What people think Bhardwaj means
In Minister for Immigration and Multicultural Affairs v Bhardwaj  HCA 11, the High Court considered the capacity of an administrative tribunal to correct its own error when, because of that error, it had failed to discharge its statutory function.
Mr Bhardwaj applied to the Tribunal for review of a decision to cancel his visa. The day before the hearing, the Mr Bhardwaj's agent sent to the Tribunal a fax stating that Mr Bhardwaj was ill and requesting an adjournment. This was not brought to the attention of the Tribunal member.
The Tribunal member, being unaware of the fax, heard the matter and determined it adversely to Mr Bhardwaj. The Tribunal subsequently became aware of the letter and set a new date for hearing. The Minister argued that the Tribunal had already made its decision and was functus officio.
The High Court rejected the Minister's argument, finding that the Tribunal could correct its own decision. Although the Court delivered six different judgments (Justice Kirby in dissent), the most commonly cited observation is that of Justices Gaudron and Gummow:
"[A] decision involving jurisdictional error has no legal foundation and is properly to be regarded, in law, as no decision at all. Once that is accepted, it follows that, if [the decision-maker] proceeds to make what is, in law, no decision at all, then, in law, the duty to make a decision remains unperformed."

Data items

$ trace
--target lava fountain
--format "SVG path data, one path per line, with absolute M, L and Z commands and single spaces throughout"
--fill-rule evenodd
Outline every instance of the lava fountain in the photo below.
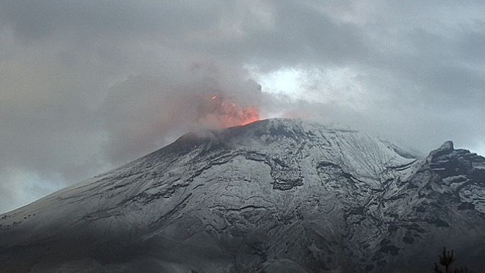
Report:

◆ **Task instructions**:
**a)** Return, word for word, the portion of the text on the Bhardwaj case that begins at the words "What people think" and stops after the words "the Tribunal member.".
**b)** List every judge named in the text on the Bhardwaj case.
The data items have no connection to the text on the Bhardwaj case.

◆ **Answers to the problems**:
**a)**
What people think Bhardwaj means
In Minister for Immigration and Multicultural Affairs v Bhardwaj  HCA 11, the High Court considered the capacity of an administrative tribunal to correct its own error when, because of that error, it had failed to discharge its statutory function.
Mr Bhardwaj applied to the Tribunal for review of a decision to cancel his visa. The day before the hearing, the Mr Bhardwaj's agent sent to the Tribunal a fax stating that Mr Bhardwaj was ill and requesting an adjournment. This was not brought to the attention of the Tribunal member.

**b)**
Justice Kirby
Justice Gaudron
Justice Gummow